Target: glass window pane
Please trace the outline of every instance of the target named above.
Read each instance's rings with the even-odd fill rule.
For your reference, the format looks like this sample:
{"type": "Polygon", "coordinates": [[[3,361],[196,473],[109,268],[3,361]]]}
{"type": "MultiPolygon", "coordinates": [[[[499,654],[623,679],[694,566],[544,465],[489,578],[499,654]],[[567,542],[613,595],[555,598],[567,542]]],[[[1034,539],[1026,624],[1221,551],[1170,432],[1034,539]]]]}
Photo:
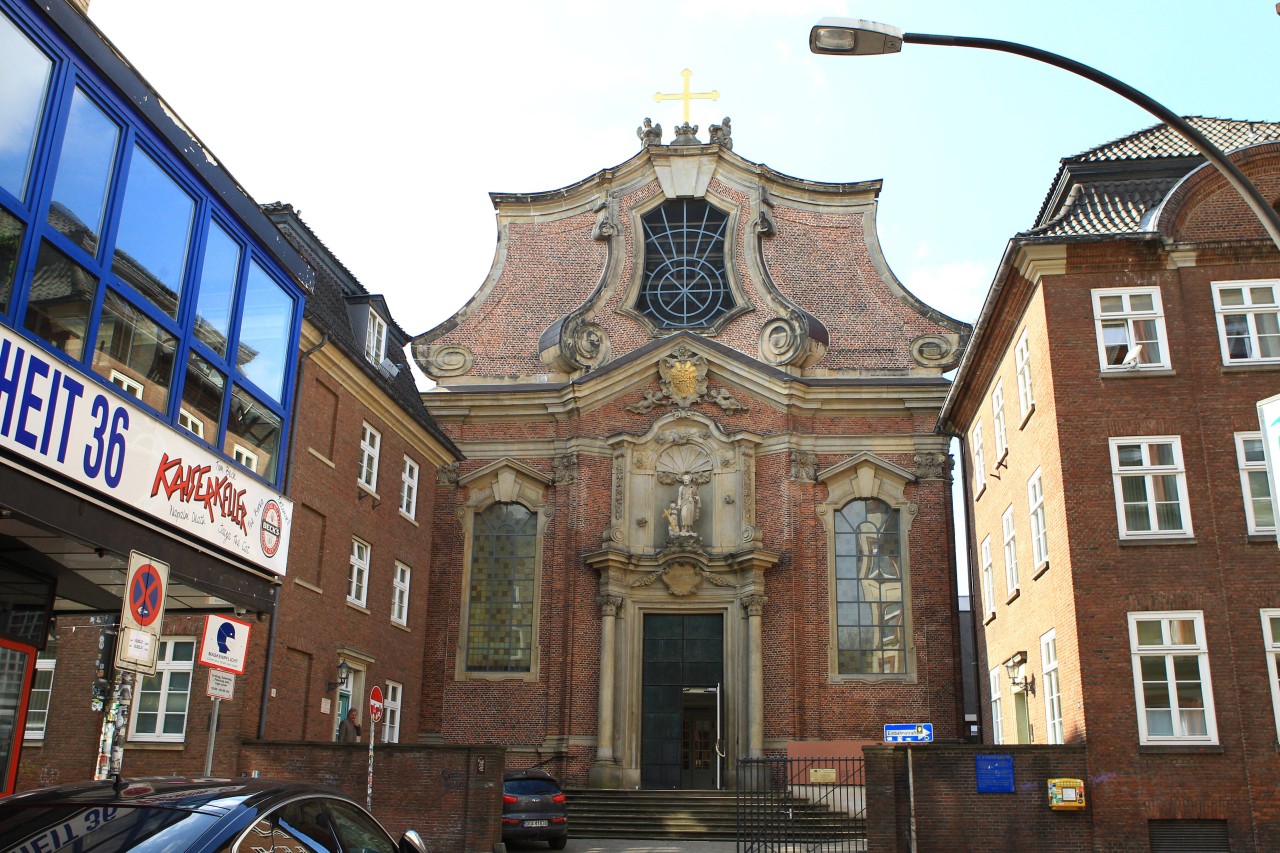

- _ACTIVITY_
Print the listing exactly, minus any pictures.

- _COMPLETED EXERCISE_
Target: glass window pane
Please trace the outline of every instance of the target named above.
Read each instance's rings with the even-odd fill rule.
For your reference, the format looks like this sample:
{"type": "Polygon", "coordinates": [[[3,361],[196,473],[109,268],[3,361]]]}
{"type": "MultiPolygon", "coordinates": [[[[499,654],[623,679],[694,566],[544,465],[489,578],[499,654]],[[567,542],[613,595],[555,598],[567,542]]],[[[1034,539],[1026,624],[1221,551],[1170,432],[1034,539]]]]}
Photo:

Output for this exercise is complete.